▶ _Parts of the exercise_
a) Reproduce the passage of the post on the ruptured poor of Bromley starting with "Thursday, 24 September" and going on through "in Bromley Kent.".
b) Condense the paragraph of the post on the ruptured poor of Bromley that begins "The object of the Society was" into a bulleted list that keeps its main facts.
c) Pick up the post on the ruptured poor of Bromley after its last sentence and carry it on.

Thursday, 24 September 2015

The Ruptured Poor of Bromley

I have in the last year transcribed and prepared for future online publication two series of transcripts which relate to medical history in Bromley Kent.

  • Thomas Ilott surgeon of High Street Bromley medical ledger from 1809-1915 contains several references to hernia repair and trusses.
  • The Bromley Poor Law Union Lunatic registers contain examinations on admission to and discharge from the Workhouse.

In both records I was impressed by the frequency of encountering hernia cases medical practitioners described ruptures and repair (or in the Workhouse recording lack of surgery or provision of a truss).
Whilst I researched many recurring conditions found in Ilott in the first decade of the nineteenth century I came upon the National Truss Society founded in 1786 in London.
The object of the Society was to relieve the ruptured poor of both sexes and the illustration from a Commercial directory in the 1900's records the history of offering surgical relief "every necessary operation" as well as trusses "for every kind of rupture" for both sexes " throughout the kingdom". Strenuous labour was of course a cause of many hernias in both male and female and hernia repair would be commonplace for local surgeons like Ilott. Further research found the London society in 1817 estimated one in eight male workers  throughout the United Kingdom had need of surgery.
I found further information in one district of London via the UCL project for Bloomsbury Bloomsbury Rupture Society history. What is of interest from a Bromley perspective is that Thomas Ilott was like William Blair a surgeon and pro vaccination doctor whose large vaccination programme for the parishes in which he was parish doctor saved countless lives of children.

▶ _Supplied material_
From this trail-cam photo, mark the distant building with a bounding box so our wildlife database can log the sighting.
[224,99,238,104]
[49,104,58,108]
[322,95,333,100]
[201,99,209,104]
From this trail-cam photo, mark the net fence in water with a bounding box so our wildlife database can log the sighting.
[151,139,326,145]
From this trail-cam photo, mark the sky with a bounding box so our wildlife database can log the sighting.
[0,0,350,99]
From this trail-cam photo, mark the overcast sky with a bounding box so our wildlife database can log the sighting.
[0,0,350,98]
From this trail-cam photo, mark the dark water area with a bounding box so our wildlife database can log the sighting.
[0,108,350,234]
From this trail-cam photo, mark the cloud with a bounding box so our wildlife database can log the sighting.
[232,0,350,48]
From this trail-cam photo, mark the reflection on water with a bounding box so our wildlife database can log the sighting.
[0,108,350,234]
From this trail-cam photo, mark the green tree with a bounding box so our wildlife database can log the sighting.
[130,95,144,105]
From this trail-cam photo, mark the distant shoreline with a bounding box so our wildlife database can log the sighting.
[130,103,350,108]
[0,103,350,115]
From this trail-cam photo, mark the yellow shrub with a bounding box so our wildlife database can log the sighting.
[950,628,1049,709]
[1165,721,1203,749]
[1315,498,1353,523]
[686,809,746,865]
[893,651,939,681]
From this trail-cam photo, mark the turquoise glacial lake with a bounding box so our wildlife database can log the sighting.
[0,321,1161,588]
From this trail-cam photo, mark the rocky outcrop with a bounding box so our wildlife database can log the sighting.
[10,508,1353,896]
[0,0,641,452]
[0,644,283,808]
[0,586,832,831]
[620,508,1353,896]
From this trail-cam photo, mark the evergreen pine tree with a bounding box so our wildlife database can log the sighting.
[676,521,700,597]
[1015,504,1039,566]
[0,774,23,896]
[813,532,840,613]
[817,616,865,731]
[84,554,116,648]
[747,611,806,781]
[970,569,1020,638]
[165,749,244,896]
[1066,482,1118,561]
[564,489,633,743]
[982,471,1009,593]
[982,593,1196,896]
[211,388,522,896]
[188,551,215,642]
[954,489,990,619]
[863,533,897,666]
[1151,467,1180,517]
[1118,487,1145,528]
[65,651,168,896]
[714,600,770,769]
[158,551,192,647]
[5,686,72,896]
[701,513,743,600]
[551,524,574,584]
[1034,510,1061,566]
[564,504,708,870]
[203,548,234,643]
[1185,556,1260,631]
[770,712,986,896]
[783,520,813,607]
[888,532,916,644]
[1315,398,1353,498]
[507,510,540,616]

▶ _Outputs by task_
a)
Thursday, 24 September 2015

The Ruptured Poor of Bromley

I have in the last year transcribed and prepared for future online publication two series of transcripts which relate to medical history in Bromley Kent.

b)
- The National Truss Society aimed to relieve the ruptured poor of both sexes.
- An illustration from a 1900s Commercial directory records its history of offering surgical relief ("every necessary operation") and trusses "for every kind of rupture" for both sexes "throughout the kingdom."
- Strenuous labor caused many hernias in men and women, so hernia repair was commonplace for local surgeons such as Ilott.
- In 1817 the London society estimated that one in eight male workers throughout the United Kingdom needed surgery.

c)
Doctor Alexander Shannon the Bromley Poor Law Union Medical Officer records in the surviving Lunatic registers his examinations (and those of his deputy Doctor Yolland) examinations on admission and discharge as pauper lunatics within the terms of the Lunacy Acts in late Victorian and Edwardian Workhouse records. One recurring theme of these examinations is the incidence of hernia both surgically treated and present but untreated. Whether wearing a truss or not the medical examinations identify those paupers in need of treatment either at the Workhouse Infirmary (expanded in the 1890's). Hernia needs as well as the Union's lack of suitable provision for children I have no doubt were a concern for both doctors. In 1908/9 the Union built separate provision for boys and girls; what is less clear is the provision for surgery. Certainly the Union Workhouse became increasingly oriented to development of medical services from the 1900's.
These glimpses of the  problem from these two archive records hint at medical attempts to assist work related health problems at both ends of the nineteenth century.